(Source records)
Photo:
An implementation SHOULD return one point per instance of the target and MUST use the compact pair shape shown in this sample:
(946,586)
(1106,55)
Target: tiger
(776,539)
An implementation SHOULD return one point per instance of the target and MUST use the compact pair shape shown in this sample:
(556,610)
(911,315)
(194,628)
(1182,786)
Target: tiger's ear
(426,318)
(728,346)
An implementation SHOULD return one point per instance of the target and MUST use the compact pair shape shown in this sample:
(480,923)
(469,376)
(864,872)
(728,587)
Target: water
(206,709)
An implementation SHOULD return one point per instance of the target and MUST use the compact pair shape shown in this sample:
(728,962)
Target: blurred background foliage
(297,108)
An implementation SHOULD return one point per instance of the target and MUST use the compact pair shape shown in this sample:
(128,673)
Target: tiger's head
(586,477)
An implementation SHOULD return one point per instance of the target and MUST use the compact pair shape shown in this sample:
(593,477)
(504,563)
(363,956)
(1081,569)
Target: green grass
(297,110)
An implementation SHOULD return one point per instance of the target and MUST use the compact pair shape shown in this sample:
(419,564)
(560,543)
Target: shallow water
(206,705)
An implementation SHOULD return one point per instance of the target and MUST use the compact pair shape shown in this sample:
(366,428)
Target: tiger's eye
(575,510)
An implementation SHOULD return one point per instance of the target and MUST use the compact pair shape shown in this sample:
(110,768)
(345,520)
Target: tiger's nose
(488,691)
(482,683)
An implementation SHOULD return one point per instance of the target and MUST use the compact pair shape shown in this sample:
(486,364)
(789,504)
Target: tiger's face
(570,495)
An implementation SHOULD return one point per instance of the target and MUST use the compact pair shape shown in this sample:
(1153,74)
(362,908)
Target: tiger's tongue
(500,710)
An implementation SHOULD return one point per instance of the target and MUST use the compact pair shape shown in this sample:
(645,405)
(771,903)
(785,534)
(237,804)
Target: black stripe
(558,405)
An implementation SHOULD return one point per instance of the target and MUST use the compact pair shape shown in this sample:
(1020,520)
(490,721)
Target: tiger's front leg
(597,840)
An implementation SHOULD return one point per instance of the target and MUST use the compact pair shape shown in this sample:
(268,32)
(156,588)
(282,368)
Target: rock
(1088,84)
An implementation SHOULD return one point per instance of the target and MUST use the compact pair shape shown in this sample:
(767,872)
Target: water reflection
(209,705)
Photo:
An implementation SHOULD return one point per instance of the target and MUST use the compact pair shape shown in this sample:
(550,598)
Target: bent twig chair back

## Prompt
Make an exact copy of the records.

## Result below
Photo:
An implementation SHOULD return one point per instance of the target and MUST use the compact pair shape shown in this sample:
(946,586)
(1106,55)
Target: tiger
(776,539)
An implementation SHOULD return one point per instance of the target and MUST use the compact pair shape shown in this sample:
(556,610)
(911,315)
(194,628)
(1182,786)
Target: tiger's ear
(426,318)
(728,346)
An implementation SHOULD return one point per instance of the target and MUST use the compact pair shape shown in this sample:
(480,923)
(469,376)
(864,872)
(728,587)
Target: water
(206,709)
An implementation SHOULD return one point per instance of the target and MUST use the compact pair shape shown in this sample:
(728,962)
Target: blurred background foliage
(297,108)
An implementation SHOULD return one point per instance of the target and MUST use the compact pair shape shown in this sample:
(128,673)
Target: tiger's head
(586,477)
An implementation SHOULD return one point per instance of the target and MUST use the compact pair shape shown in this sample:
(593,477)
(504,563)
(363,956)
(1081,569)
Target: green grass
(297,110)
An implementation SHOULD return one point per instance of the target and MUST use the compact pair shape shown in this sample:
(419,564)
(560,543)
Target: shallow water
(206,705)
An implementation SHOULD return one point per instance of the target and MUST use the compact pair shape shown in this sample:
(366,428)
Target: tiger's eye
(575,510)
An implementation SHOULD return one point per instance of the target and MUST use the compact pair shape shown in this sample:
(110,768)
(345,520)
Target: tiger's nose
(488,691)
(482,683)
An implementation SHOULD return one point per instance of the target and MUST use the compact pair shape shown in this sample:
(486,364)
(789,504)
Target: tiger's face
(570,495)
An implementation SHOULD return one point per instance of the target and MUST use the compact pair shape shown in this sample:
(1153,74)
(362,908)
Target: tiger's tongue
(500,710)
An implementation SHOULD return one point per instance of the target and MUST use the compact pair shape shown in this sample:
(645,405)
(771,903)
(785,534)
(237,804)
Target: black stripe
(558,405)
An implementation SHOULD return one point per instance of the target and MUST use the compact pair shape shown in this sample:
(1020,520)
(490,721)
Target: tiger's front leg
(597,840)
An implementation SHOULD return one point per instance of the target and MUST use the compact pair shape shown in this sample:
(268,32)
(156,588)
(282,368)
Target: rock
(1088,84)
An implementation SHOULD return one point per instance of the target and MUST use the compact pair shape shown in this sample:
(767,872)
Target: water reflection
(209,705)
Photo:
An implementation SHOULD return one point per instance of the target and MUST use the compact pair shape shown in this sample:
(550,598)
Target: bent twig chair back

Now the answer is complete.